Copy every item below word for word, leaving out the pictures.

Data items
::::::::::

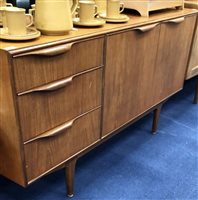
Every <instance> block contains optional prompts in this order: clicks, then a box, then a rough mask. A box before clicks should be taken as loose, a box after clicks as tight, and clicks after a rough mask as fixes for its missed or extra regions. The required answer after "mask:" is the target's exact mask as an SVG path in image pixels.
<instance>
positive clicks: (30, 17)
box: [25, 14, 34, 28]
mask: <svg viewBox="0 0 198 200" xmlns="http://www.w3.org/2000/svg"><path fill="white" fill-rule="evenodd" d="M25 15H26V16H28V17H29V18H30V23H29V24H28V25H26V28H27V27H30V26H32V24H33V22H34V21H33V16H32V15H31V14H25Z"/></svg>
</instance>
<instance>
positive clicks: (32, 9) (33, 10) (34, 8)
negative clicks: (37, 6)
mask: <svg viewBox="0 0 198 200" xmlns="http://www.w3.org/2000/svg"><path fill="white" fill-rule="evenodd" d="M34 12H35V8H31V9H29V14H31V15H32V16H33V15H34V14H33V13H34Z"/></svg>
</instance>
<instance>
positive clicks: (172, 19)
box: [165, 17, 185, 24]
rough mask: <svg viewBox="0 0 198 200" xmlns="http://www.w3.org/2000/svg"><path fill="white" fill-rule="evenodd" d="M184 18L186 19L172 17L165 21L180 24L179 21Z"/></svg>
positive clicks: (181, 20)
mask: <svg viewBox="0 0 198 200" xmlns="http://www.w3.org/2000/svg"><path fill="white" fill-rule="evenodd" d="M184 20H185V18H184V17H180V18H177V19H170V20H167V21H165V22H168V23H175V24H179V23H181V22H183V21H184Z"/></svg>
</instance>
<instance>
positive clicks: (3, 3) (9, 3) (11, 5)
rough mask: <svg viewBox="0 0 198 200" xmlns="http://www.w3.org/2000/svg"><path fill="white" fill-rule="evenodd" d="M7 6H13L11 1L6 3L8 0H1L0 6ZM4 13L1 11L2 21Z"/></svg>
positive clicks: (1, 18)
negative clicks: (8, 2) (2, 17)
mask: <svg viewBox="0 0 198 200" xmlns="http://www.w3.org/2000/svg"><path fill="white" fill-rule="evenodd" d="M6 6H10V7H12V4H11V3H6V0H0V7H6ZM2 20H3V19H2V14H1V13H0V23H2Z"/></svg>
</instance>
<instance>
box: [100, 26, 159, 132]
mask: <svg viewBox="0 0 198 200" xmlns="http://www.w3.org/2000/svg"><path fill="white" fill-rule="evenodd" d="M159 30H160V26H156V27H153V29H152V30H149V31H146V32H142V31H141V30H130V31H127V32H123V33H118V34H115V35H110V36H108V37H107V49H106V65H105V87H104V112H103V131H102V135H103V136H105V135H106V134H108V133H110V132H112V131H114V130H116V129H118V128H119V127H120V126H122V125H123V124H125V123H127V122H128V121H130V120H131V119H133V118H135V117H137V116H138V115H139V114H141V113H143V112H144V111H145V110H147V109H148V108H149V107H150V106H152V105H153V95H152V93H153V90H152V85H153V84H154V83H153V76H154V66H155V60H156V55H157V44H158V40H159V33H160V31H159Z"/></svg>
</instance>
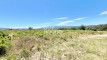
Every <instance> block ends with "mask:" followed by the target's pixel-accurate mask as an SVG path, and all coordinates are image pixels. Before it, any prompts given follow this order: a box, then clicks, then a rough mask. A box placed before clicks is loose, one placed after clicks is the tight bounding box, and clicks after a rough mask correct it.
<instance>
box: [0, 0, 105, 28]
mask: <svg viewBox="0 0 107 60" xmlns="http://www.w3.org/2000/svg"><path fill="white" fill-rule="evenodd" d="M103 23H107V0H0V27H4V28H27V27H34V28H38V27H46V26H65V25H66V26H69V25H71V26H77V25H91V24H103Z"/></svg>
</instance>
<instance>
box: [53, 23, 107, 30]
mask: <svg viewBox="0 0 107 60" xmlns="http://www.w3.org/2000/svg"><path fill="white" fill-rule="evenodd" d="M55 29H58V30H93V31H107V24H100V25H89V26H85V25H81V26H75V27H72V26H69V27H59V28H55Z"/></svg>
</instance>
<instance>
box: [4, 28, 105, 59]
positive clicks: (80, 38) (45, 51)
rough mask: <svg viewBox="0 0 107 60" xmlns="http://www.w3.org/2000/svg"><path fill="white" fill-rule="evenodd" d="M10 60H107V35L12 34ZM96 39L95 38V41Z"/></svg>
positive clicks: (68, 34)
mask: <svg viewBox="0 0 107 60" xmlns="http://www.w3.org/2000/svg"><path fill="white" fill-rule="evenodd" d="M5 32H8V34H12V35H11V37H12V41H11V45H12V46H11V50H9V53H8V55H7V56H5V57H4V58H2V59H8V60H9V59H10V60H12V59H13V60H24V59H25V60H106V59H107V48H106V46H107V35H106V34H107V32H106V31H103V32H102V31H81V30H76V31H74V30H30V31H29V30H26V31H19V30H12V31H5ZM93 36H94V37H93ZM97 37H99V38H100V39H98V38H97Z"/></svg>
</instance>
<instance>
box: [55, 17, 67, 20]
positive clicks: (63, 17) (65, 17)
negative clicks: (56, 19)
mask: <svg viewBox="0 0 107 60" xmlns="http://www.w3.org/2000/svg"><path fill="white" fill-rule="evenodd" d="M55 19H58V20H67V19H68V17H59V18H55Z"/></svg>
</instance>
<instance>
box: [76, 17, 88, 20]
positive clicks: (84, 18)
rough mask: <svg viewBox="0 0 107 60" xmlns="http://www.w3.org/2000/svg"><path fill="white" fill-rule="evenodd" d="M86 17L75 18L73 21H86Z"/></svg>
mask: <svg viewBox="0 0 107 60" xmlns="http://www.w3.org/2000/svg"><path fill="white" fill-rule="evenodd" d="M86 18H87V17H81V18H76V19H74V20H83V19H86Z"/></svg>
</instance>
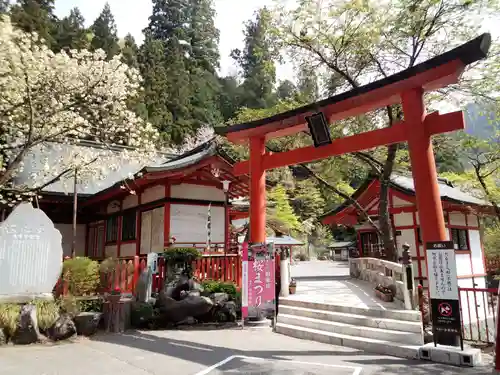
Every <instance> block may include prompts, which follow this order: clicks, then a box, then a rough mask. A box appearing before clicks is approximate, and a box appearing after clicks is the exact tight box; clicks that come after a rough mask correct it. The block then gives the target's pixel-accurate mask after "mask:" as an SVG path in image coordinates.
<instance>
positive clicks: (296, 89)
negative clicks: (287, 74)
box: [276, 79, 297, 100]
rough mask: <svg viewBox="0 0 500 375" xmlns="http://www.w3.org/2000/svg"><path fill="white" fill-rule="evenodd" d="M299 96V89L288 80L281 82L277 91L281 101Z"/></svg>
mask: <svg viewBox="0 0 500 375" xmlns="http://www.w3.org/2000/svg"><path fill="white" fill-rule="evenodd" d="M296 94H297V87H295V85H294V83H293V82H292V81H290V80H288V79H285V80H284V81H281V82H280V84H279V85H278V88H277V89H276V95H277V97H278V99H280V100H288V99H293V98H294V97H295V95H296Z"/></svg>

::::::::::

Exercise solution ->
Every <instance> block contains optional prompts in this order: clicks, then a box, then a rough mask. A box before clicks should be taken as loose, a box after clicks as tight, and clicks after a rough mask as fixes for its missed or extra regions. The required answer after "mask:" is the target's exact mask as an SVG path in image pixels.
<instance>
positive clicks: (30, 17)
box: [25, 14, 34, 28]
mask: <svg viewBox="0 0 198 200" xmlns="http://www.w3.org/2000/svg"><path fill="white" fill-rule="evenodd" d="M25 15H26V16H28V17H29V18H30V23H29V24H28V25H26V28H27V27H30V26H32V24H33V22H34V21H33V16H32V15H31V14H25Z"/></svg>
</instance>
<instance>
positive clicks: (32, 9) (33, 10) (34, 8)
negative clicks: (37, 6)
mask: <svg viewBox="0 0 198 200" xmlns="http://www.w3.org/2000/svg"><path fill="white" fill-rule="evenodd" d="M34 12H35V8H31V9H29V14H31V15H32V16H33V15H34V14H33V13H34Z"/></svg>
</instance>
<instance>
positive clicks: (172, 19)
box: [165, 17, 185, 24]
rough mask: <svg viewBox="0 0 198 200" xmlns="http://www.w3.org/2000/svg"><path fill="white" fill-rule="evenodd" d="M184 18L186 19L172 17L165 21L180 24L179 21Z"/></svg>
positive clicks: (181, 20)
mask: <svg viewBox="0 0 198 200" xmlns="http://www.w3.org/2000/svg"><path fill="white" fill-rule="evenodd" d="M184 20H185V18H184V17H180V18H177V19H170V20H167V21H165V22H168V23H175V24H179V23H181V22H183V21H184Z"/></svg>
</instance>
<instance>
positive clicks: (3, 3) (9, 3) (11, 5)
rough mask: <svg viewBox="0 0 198 200" xmlns="http://www.w3.org/2000/svg"><path fill="white" fill-rule="evenodd" d="M7 6H13L11 1L6 3L8 0H1L0 6ZM4 13L1 11L2 21Z"/></svg>
positive clicks: (1, 18)
negative clicks: (8, 2) (2, 17)
mask: <svg viewBox="0 0 198 200" xmlns="http://www.w3.org/2000/svg"><path fill="white" fill-rule="evenodd" d="M6 6H10V7H12V4H11V3H6V0H0V7H6ZM2 20H3V19H2V14H1V13H0V23H2Z"/></svg>
</instance>
<instance>
box: [100, 26, 159, 132]
mask: <svg viewBox="0 0 198 200" xmlns="http://www.w3.org/2000/svg"><path fill="white" fill-rule="evenodd" d="M159 30H160V26H156V27H153V29H152V30H149V31H146V32H142V31H141V30H130V31H127V32H123V33H118V34H115V35H110V36H108V37H107V49H106V65H105V87H104V112H103V131H102V135H103V136H105V135H106V134H108V133H110V132H112V131H114V130H116V129H118V128H119V127H120V126H122V125H123V124H125V123H127V122H128V121H130V120H131V119H133V118H135V117H137V116H138V115H139V114H141V113H143V112H144V111H145V110H147V109H148V108H149V107H150V106H152V105H153V95H152V93H153V90H152V85H153V84H154V83H153V76H154V66H155V60H156V55H157V44H158V40H159V33H160V31H159Z"/></svg>
</instance>
Every <instance> block ends with "mask:" followed by the target's pixel-accurate mask as an SVG path, and all coordinates are image pixels. Before it, any prompts given follow this order: a box, then clicks, then a rough mask. A box placed before clicks is loose, one placed after clicks is the tight bounding box, and clicks after a rough mask correct it.
<instance>
box: [0, 0, 105, 28]
mask: <svg viewBox="0 0 107 60" xmlns="http://www.w3.org/2000/svg"><path fill="white" fill-rule="evenodd" d="M103 23H107V0H0V27H4V28H27V27H34V28H38V27H46V26H65V25H66V26H69V25H71V26H77V25H91V24H103Z"/></svg>
</instance>
<instance>
box: [53, 23, 107, 30]
mask: <svg viewBox="0 0 107 60" xmlns="http://www.w3.org/2000/svg"><path fill="white" fill-rule="evenodd" d="M55 29H58V30H93V31H107V24H100V25H89V26H85V25H81V26H75V27H72V26H69V27H59V28H55Z"/></svg>
</instance>
<instance>
box: [4, 28, 105, 59]
positive clicks: (80, 38) (45, 51)
rough mask: <svg viewBox="0 0 107 60" xmlns="http://www.w3.org/2000/svg"><path fill="white" fill-rule="evenodd" d="M10 60H107V35L12 34ZM96 39L95 38V41Z"/></svg>
positive clicks: (68, 34)
mask: <svg viewBox="0 0 107 60" xmlns="http://www.w3.org/2000/svg"><path fill="white" fill-rule="evenodd" d="M5 32H8V34H12V35H11V37H12V41H11V45H12V46H11V50H9V53H8V55H7V56H5V57H4V58H2V59H8V60H9V59H10V60H12V59H13V60H24V59H25V60H106V59H107V48H106V46H107V35H106V34H107V32H106V31H103V32H102V31H81V30H76V31H74V30H30V31H29V30H26V31H19V30H12V31H5ZM93 36H94V37H93ZM97 37H99V38H100V39H98V38H97Z"/></svg>
</instance>
<instance>
box: [55, 17, 67, 20]
positive clicks: (63, 17) (65, 17)
negative clicks: (56, 19)
mask: <svg viewBox="0 0 107 60" xmlns="http://www.w3.org/2000/svg"><path fill="white" fill-rule="evenodd" d="M55 19H58V20H67V19H68V17H59V18H55Z"/></svg>
</instance>
<instance>
box: [76, 17, 88, 20]
positive clicks: (84, 18)
rough mask: <svg viewBox="0 0 107 60" xmlns="http://www.w3.org/2000/svg"><path fill="white" fill-rule="evenodd" d="M86 17L75 18L73 21H86Z"/></svg>
mask: <svg viewBox="0 0 107 60" xmlns="http://www.w3.org/2000/svg"><path fill="white" fill-rule="evenodd" d="M86 18H87V17H81V18H76V19H74V20H83V19H86Z"/></svg>
</instance>
Every <instance> block may include prompts, which follow this order: clicks, then a box, then a rough mask. A box appearing before clicks is approximate, and a box appearing after clicks is the exact tight box; clicks that come after a rough mask correct it. The block then gives the target's pixel-accurate mask after "mask:" as an SVG path in image coordinates.
<instance>
positive clicks: (296, 89)
negative clicks: (287, 74)
box: [276, 79, 297, 100]
rough mask: <svg viewBox="0 0 500 375" xmlns="http://www.w3.org/2000/svg"><path fill="white" fill-rule="evenodd" d="M299 96V89L288 80L281 82L277 91L281 101Z"/></svg>
mask: <svg viewBox="0 0 500 375" xmlns="http://www.w3.org/2000/svg"><path fill="white" fill-rule="evenodd" d="M296 94H297V87H295V85H294V83H293V82H292V81H290V80H288V79H285V80H284V81H281V82H280V84H279V85H278V88H277V89H276V95H277V97H278V99H280V100H288V99H293V98H294V97H295V95H296Z"/></svg>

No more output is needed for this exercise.